Three other members of the Senate Intelligence Committee who have been critical of the privacy implications of NSA surveillance welcomed the proposals but said they don’t go far enough.
“In particular, we will work to close the ‘back-door searches’ loophole and ensure that the government does not read Americans’ emails or other communications without a warrant. We will work to ensure that intelligence activities do not recklessly undermine confidence in American IT products and American IT employers. We will also continue to press for meaningful reforms of the outdated Foreign Intelligence Surveillance court process. This should include the establishment of a strong, independent advocate to ensure that the Court hears both sides of the argument,” Sens. Ron Wyden (D-Ore.), Mark Udall (D-Colo.), and Martin Heinrich (D-N.M.) said in a joint statement.
“We take seriously Ben Franklin’s admonition that a society that trades essential liberties for short-term security risks losing both. Today’s announcement does not include all the reforms we have sought. The president has listened to some of the advice of his independent panel of experts and endorsed some of the reforms we have long advocated. The fight to protect liberty and increase security is far from over.”
Rep. Jim Sensenbrenner (R-Wis.), the author of the Patriot Act who has said that the government is now twisting the law’s intention, said “the bottom line is real reform cannot be done by presidential fiat.”

> PROVIDED DATA:
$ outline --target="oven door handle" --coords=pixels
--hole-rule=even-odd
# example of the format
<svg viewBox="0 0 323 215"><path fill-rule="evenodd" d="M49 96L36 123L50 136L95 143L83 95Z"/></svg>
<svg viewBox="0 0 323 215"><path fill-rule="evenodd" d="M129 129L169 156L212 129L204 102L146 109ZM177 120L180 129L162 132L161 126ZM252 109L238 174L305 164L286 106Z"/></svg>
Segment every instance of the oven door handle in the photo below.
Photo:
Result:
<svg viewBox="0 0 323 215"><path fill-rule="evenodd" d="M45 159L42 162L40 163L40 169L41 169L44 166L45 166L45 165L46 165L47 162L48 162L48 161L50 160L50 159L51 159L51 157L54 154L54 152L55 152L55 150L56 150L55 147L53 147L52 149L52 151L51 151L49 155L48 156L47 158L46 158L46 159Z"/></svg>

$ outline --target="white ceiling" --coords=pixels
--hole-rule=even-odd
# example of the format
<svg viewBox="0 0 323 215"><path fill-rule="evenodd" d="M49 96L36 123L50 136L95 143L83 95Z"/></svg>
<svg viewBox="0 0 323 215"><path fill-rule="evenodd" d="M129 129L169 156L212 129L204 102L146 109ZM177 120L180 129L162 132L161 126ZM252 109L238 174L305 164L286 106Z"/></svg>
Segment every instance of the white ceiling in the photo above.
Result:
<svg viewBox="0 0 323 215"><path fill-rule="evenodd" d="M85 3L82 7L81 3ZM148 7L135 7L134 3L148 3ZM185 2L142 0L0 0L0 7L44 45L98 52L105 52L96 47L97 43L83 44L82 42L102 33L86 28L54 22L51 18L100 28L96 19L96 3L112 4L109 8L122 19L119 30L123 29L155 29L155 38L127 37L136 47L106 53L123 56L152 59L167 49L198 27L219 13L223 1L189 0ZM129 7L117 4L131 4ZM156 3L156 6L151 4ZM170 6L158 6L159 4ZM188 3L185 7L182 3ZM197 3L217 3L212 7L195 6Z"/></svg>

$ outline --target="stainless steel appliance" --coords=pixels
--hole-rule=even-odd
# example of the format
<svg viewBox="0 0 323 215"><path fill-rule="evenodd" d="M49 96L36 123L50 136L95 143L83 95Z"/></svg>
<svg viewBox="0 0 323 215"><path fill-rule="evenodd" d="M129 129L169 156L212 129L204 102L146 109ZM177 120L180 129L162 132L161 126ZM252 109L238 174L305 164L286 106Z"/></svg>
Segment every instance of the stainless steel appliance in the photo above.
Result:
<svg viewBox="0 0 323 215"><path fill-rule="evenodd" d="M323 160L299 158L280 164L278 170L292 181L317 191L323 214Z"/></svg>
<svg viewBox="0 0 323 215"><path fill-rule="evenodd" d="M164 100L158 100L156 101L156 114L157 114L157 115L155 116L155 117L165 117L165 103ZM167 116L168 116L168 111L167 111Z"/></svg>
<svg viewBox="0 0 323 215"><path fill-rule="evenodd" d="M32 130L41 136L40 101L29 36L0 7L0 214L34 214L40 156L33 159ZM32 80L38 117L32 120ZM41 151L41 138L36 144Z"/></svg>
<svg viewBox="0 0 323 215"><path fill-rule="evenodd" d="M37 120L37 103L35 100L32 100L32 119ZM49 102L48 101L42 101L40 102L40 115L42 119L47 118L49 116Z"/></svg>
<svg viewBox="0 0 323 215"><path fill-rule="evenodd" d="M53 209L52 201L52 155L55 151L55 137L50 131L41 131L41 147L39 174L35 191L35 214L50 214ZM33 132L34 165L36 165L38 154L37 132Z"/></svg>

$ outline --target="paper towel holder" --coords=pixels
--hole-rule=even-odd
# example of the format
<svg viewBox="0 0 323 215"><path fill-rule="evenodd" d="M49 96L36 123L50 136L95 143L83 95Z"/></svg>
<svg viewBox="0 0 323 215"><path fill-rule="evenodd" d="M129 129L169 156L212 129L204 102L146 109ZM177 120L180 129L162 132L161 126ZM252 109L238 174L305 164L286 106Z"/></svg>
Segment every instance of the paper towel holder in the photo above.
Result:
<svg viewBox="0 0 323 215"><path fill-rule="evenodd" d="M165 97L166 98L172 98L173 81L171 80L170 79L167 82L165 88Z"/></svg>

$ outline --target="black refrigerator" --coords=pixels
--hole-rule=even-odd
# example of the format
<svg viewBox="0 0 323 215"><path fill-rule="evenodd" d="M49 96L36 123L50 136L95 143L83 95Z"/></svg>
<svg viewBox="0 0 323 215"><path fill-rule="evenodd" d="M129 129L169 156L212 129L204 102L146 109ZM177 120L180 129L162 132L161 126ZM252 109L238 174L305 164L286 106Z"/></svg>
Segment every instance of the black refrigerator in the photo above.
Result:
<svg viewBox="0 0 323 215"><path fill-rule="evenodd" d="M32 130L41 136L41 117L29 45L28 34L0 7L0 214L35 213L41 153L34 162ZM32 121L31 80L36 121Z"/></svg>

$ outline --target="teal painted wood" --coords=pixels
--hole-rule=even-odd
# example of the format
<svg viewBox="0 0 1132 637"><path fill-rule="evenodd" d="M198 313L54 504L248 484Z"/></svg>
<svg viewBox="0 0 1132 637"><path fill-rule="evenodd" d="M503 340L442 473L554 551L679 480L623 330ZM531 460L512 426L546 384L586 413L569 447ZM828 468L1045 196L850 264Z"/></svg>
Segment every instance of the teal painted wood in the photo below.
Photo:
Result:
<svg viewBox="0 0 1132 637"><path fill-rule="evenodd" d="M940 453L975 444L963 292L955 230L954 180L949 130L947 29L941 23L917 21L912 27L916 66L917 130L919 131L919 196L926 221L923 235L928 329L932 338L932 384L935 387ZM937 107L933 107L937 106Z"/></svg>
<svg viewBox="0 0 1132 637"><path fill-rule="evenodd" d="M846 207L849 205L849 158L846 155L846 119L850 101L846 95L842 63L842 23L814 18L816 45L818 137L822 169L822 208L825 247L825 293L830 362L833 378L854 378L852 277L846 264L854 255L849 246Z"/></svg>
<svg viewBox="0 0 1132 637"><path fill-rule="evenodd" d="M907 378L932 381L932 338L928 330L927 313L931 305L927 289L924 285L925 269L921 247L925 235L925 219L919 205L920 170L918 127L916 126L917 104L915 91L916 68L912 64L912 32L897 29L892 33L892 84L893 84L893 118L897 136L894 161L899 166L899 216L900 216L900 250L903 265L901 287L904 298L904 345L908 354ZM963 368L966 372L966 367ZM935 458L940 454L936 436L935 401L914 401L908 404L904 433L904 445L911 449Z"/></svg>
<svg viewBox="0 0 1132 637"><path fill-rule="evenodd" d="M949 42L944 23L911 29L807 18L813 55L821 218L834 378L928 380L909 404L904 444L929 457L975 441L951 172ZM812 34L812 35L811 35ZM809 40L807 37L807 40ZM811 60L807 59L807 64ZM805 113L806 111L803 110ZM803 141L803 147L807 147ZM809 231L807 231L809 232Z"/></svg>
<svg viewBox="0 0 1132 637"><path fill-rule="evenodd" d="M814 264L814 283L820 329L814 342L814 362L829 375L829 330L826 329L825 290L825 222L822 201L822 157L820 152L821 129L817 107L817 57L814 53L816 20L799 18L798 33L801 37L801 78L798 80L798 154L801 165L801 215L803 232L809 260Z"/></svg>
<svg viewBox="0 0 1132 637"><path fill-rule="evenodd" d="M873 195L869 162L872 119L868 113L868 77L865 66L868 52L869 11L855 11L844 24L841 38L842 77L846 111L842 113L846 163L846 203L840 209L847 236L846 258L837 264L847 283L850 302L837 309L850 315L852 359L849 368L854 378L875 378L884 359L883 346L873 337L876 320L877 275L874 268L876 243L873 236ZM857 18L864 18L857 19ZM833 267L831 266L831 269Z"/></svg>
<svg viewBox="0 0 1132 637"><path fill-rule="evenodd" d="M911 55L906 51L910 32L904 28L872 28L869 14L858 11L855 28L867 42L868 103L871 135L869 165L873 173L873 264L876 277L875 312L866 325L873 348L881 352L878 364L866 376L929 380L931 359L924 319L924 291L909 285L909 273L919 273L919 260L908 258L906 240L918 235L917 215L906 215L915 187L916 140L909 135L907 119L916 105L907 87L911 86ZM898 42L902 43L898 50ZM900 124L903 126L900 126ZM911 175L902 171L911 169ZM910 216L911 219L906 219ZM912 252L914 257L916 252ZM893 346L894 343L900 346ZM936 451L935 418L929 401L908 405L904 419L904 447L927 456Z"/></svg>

> EXERCISE DETAILS: Please reproduce the NSA surveillance text above word for word, between "Three other members" and "go far enough.", inclusive.

> ANSWER FOR THIS EXERCISE:
Three other members of the Senate Intelligence Committee who have been critical of the privacy implications of NSA surveillance welcomed the proposals but said they don’t go far enough.